▸ **Required action**
I'd like the entries repeated exactly, pictures omitted.

▸ **Provided records**
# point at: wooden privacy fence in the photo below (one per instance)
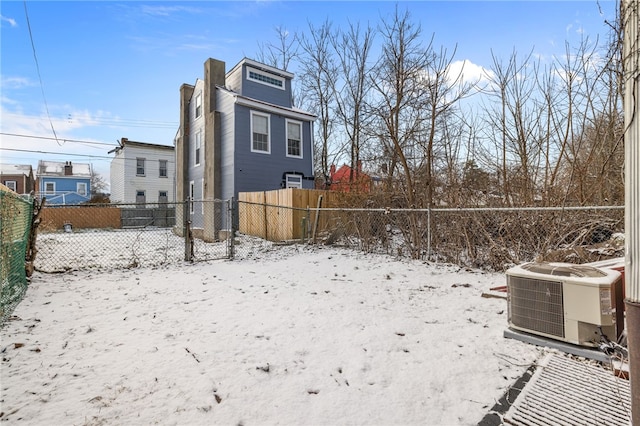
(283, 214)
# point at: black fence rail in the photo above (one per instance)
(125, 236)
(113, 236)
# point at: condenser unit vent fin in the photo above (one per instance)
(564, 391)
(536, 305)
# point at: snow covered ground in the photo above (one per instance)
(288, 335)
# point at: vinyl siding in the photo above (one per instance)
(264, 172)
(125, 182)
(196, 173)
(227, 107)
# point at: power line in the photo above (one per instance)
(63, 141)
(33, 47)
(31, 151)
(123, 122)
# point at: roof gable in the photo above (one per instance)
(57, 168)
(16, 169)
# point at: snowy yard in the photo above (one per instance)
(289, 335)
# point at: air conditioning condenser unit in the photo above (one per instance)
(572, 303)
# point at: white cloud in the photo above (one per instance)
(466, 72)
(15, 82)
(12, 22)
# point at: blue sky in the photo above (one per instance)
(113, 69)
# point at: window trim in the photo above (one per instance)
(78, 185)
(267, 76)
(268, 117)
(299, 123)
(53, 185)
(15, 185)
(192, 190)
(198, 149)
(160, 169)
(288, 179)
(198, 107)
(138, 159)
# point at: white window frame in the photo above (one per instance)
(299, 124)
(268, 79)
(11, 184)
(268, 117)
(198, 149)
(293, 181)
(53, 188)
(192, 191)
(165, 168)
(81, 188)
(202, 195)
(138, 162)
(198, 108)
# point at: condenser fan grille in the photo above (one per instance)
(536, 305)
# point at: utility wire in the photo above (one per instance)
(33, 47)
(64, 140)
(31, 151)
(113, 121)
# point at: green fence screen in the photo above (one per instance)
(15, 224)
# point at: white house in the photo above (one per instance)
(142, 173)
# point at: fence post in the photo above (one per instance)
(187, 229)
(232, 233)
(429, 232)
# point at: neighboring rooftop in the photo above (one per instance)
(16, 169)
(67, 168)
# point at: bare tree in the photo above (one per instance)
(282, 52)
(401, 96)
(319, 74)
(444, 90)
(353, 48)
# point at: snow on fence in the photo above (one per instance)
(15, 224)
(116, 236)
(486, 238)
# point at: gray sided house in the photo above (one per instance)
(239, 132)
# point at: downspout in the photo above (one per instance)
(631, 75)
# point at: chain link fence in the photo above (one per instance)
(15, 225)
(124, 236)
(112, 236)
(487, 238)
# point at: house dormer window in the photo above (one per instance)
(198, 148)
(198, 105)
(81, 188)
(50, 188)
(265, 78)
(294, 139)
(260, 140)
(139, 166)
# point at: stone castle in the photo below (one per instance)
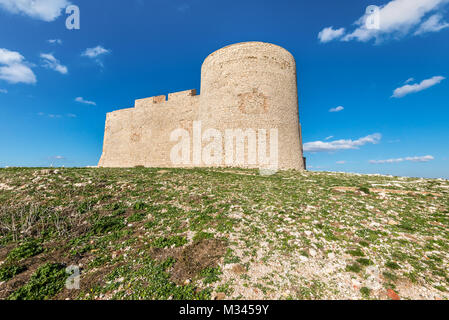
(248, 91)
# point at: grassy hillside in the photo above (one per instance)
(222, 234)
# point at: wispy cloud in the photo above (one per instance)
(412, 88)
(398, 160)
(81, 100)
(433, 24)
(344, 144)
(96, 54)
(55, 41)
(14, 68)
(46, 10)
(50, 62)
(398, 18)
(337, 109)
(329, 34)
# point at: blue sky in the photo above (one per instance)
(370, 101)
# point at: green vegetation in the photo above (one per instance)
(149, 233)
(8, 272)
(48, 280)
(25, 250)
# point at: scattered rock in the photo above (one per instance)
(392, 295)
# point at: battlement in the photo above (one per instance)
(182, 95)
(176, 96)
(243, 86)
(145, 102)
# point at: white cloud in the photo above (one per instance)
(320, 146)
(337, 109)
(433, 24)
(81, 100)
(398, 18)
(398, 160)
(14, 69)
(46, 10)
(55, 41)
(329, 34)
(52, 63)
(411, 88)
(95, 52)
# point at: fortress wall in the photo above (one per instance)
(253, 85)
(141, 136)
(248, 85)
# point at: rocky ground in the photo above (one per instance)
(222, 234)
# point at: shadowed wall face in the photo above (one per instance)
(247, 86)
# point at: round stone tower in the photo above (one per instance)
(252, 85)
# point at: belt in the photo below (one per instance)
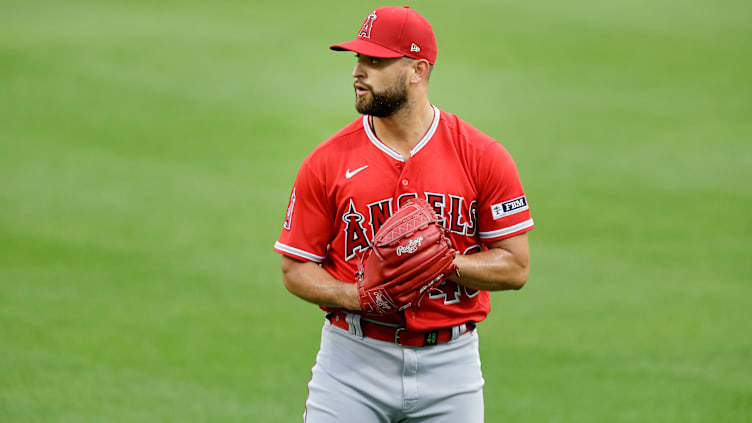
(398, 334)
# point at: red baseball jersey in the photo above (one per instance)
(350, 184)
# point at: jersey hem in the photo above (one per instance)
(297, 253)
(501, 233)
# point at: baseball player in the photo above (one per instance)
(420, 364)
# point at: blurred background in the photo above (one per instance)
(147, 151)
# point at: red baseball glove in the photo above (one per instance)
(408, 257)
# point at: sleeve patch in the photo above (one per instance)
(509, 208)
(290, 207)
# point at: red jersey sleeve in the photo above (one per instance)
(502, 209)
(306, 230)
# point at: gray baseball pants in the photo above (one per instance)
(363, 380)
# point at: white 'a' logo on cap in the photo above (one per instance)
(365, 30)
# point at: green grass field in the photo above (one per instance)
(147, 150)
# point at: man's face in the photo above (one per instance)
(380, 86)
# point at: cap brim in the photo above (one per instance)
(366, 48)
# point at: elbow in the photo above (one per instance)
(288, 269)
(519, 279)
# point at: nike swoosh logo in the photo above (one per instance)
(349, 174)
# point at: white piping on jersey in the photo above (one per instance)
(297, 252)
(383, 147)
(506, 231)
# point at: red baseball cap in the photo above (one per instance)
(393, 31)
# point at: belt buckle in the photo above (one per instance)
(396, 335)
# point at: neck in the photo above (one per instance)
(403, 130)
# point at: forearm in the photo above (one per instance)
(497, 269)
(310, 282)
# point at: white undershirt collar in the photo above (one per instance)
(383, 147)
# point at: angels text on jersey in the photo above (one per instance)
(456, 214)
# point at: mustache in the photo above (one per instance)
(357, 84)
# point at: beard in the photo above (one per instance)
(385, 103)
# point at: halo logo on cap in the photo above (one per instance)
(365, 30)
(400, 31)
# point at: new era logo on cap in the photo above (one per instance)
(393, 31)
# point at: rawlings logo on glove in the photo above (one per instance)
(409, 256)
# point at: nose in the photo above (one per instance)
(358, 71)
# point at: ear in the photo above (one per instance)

▸ **Expected answer**
# point at: wooden privacy fence in the photo below (one per instance)
(283, 214)
# point at: black fence rail in the photo above (one per instance)
(125, 236)
(113, 236)
# point at: condenser unit vent fin in the photo above (one per instance)
(564, 391)
(536, 305)
# point at: snow covered ground in the photo above (one per instance)
(288, 335)
# point at: vinyl siding in the photo above (one per instance)
(264, 172)
(125, 182)
(196, 173)
(227, 107)
# point at: power line in the photo above (one per instance)
(63, 141)
(33, 47)
(31, 151)
(123, 122)
# point at: roof gable in the photo above (one per instance)
(57, 168)
(16, 169)
# point at: snowy yard in the photo above (one per instance)
(289, 335)
# point at: air conditioning condenser unit in the photo above (one per instance)
(572, 303)
# point at: white cloud in the photo above (one per instance)
(466, 72)
(15, 82)
(12, 22)
# point at: blue sky in the photo above (one per instance)
(113, 69)
# point at: window trim in the photo above (one per instance)
(78, 185)
(267, 76)
(268, 117)
(299, 123)
(53, 185)
(15, 185)
(192, 190)
(198, 149)
(160, 169)
(288, 179)
(198, 107)
(138, 159)
# point at: white window frame in the photo above (one per instance)
(299, 124)
(268, 79)
(11, 184)
(268, 117)
(198, 149)
(293, 181)
(53, 188)
(192, 191)
(165, 168)
(81, 188)
(202, 195)
(138, 162)
(198, 108)
# point at: condenser fan grille in the photo above (one per instance)
(536, 305)
# point at: utility wire in the photo above (one per instance)
(33, 47)
(64, 140)
(31, 151)
(113, 121)
# point at: green fence screen in the photo above (one per instance)
(15, 224)
# point at: white house in the photo above (one per instance)
(142, 173)
# point at: fence post in the photo above (one per instance)
(187, 229)
(232, 233)
(429, 232)
# point at: neighboring rooftop in the photo above (one per instance)
(16, 169)
(67, 168)
# point at: bare tree in the photo above (one per instance)
(282, 52)
(401, 96)
(319, 74)
(444, 90)
(353, 48)
# point at: snow on fence in the photo above (one per instance)
(15, 224)
(116, 236)
(486, 238)
# point at: gray sided house in the photo above (one per instance)
(239, 132)
# point at: downspout in the photo above (one per instance)
(631, 75)
# point at: chain link fence in the photo above (one per instance)
(15, 225)
(124, 236)
(112, 236)
(487, 238)
# point at: house dormer window in the photo above (one per instance)
(198, 148)
(198, 105)
(81, 188)
(50, 188)
(265, 78)
(294, 139)
(260, 140)
(139, 166)
# point at: stone castle in the photo below (one per instance)
(248, 91)
# point at: grassy hillside in the photo above (one per instance)
(222, 234)
# point at: wispy cloud in the photo above (one per instance)
(412, 88)
(398, 160)
(81, 100)
(433, 24)
(344, 144)
(96, 54)
(55, 41)
(14, 68)
(46, 10)
(50, 62)
(398, 18)
(337, 109)
(329, 34)
# point at: blue sky in the photo above (one per instance)
(370, 101)
# point at: green vegetation in the photo above (one per instance)
(149, 233)
(8, 272)
(48, 280)
(25, 250)
# point at: scattered rock in the photo above (one per instance)
(392, 295)
# point at: battlement in the photo above (one per instance)
(182, 95)
(176, 96)
(243, 86)
(145, 102)
# point at: white cloud in the photo above (one per instance)
(320, 146)
(337, 109)
(433, 24)
(81, 100)
(398, 18)
(398, 160)
(14, 69)
(46, 10)
(55, 41)
(329, 34)
(52, 63)
(411, 88)
(95, 52)
# point at: fortress wall in the photo above (one per instance)
(253, 85)
(141, 136)
(248, 85)
# point at: rocky ground in the photo above (one per instance)
(222, 234)
# point at: shadowed wall face in the photo above (one per instance)
(247, 86)
# point at: round stone tower in the photo above (one per instance)
(252, 85)
# point at: belt in the photo below (one per instance)
(398, 334)
# point at: red baseball jersey in the photo above (one per instance)
(350, 184)
# point at: jersey hem in the photo above (one per instance)
(297, 253)
(501, 233)
# point at: baseball player in the photo above (one per instance)
(420, 364)
# point at: blurred background in the photo above (one per instance)
(147, 151)
# point at: red baseball glove in the photo above (one per instance)
(408, 257)
# point at: sleeve patch in the photo above (one per instance)
(509, 208)
(290, 207)
# point at: red jersey sleeve in the photo above (one per instance)
(502, 209)
(306, 230)
# point at: gray baseball pants in the photo above (one per instance)
(363, 380)
# point at: white 'a' logo on cap in the photo above (one per instance)
(365, 30)
# point at: green grass field in the photo above (one per instance)
(147, 150)
# point at: man's face in the photo above (one per instance)
(380, 86)
# point at: cap brim in the photo above (one per instance)
(366, 48)
# point at: elbow in the photo above (one per instance)
(288, 269)
(519, 279)
# point at: nike swoosh logo in the photo above (one per instance)
(349, 174)
# point at: white piping on jersey in the photo above (one per instance)
(297, 252)
(383, 147)
(506, 231)
# point at: red baseball cap in the photo above (one per instance)
(393, 31)
# point at: belt buckle in the photo above (one per instance)
(396, 335)
# point at: neck in the photo above (one per instance)
(403, 130)
# point at: forearm in the photo above (one per instance)
(497, 269)
(310, 282)
# point at: white undershirt collar in the photo above (one per instance)
(383, 147)
# point at: angels text on jersey in the photo above (one per instance)
(456, 214)
# point at: mustache in the photo above (one per instance)
(357, 84)
# point at: beard in the photo above (one per instance)
(385, 103)
# point at: halo logo on cap in the photo above (one per instance)
(365, 30)
(400, 31)
# point at: new era logo on cap in the photo above (one per instance)
(393, 31)
# point at: rawlings logo on glove in the photo above (one per instance)
(409, 256)
# point at: nose in the photo above (one per instance)
(358, 71)
# point at: ear in the photo above (one per instance)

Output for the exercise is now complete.